## [Provided records]

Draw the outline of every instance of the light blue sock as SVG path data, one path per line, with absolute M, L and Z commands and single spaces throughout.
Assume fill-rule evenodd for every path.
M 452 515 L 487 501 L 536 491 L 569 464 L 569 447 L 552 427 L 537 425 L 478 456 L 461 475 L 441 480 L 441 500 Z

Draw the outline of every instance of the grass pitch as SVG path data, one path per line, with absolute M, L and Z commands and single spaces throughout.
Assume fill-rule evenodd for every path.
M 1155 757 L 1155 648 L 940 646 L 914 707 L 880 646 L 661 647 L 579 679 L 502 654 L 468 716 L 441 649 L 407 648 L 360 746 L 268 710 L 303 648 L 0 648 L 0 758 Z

## [To do]
Change each "evenodd" in the listing above to "nonzero", then write out the full listing again with everything else left as it is.

## [Final answer]
Draw the outline of every instance of the light blue sock as SVG path data, one path per line, with absolute M, L and Z commands and single spaces throughout.
Assume fill-rule nonzero for every path.
M 452 515 L 487 501 L 536 491 L 569 464 L 569 447 L 552 427 L 537 425 L 478 456 L 461 475 L 441 480 L 441 500 Z

Draw the outline of every instance of the grass pitch as SVG path data, one path per line, with absolute M, L and Z commands and single spaces throughout.
Assume fill-rule nonzero for every path.
M 1155 757 L 1155 648 L 940 646 L 914 707 L 880 646 L 661 647 L 579 679 L 502 654 L 468 716 L 441 649 L 407 648 L 360 746 L 268 710 L 303 648 L 0 648 L 0 758 Z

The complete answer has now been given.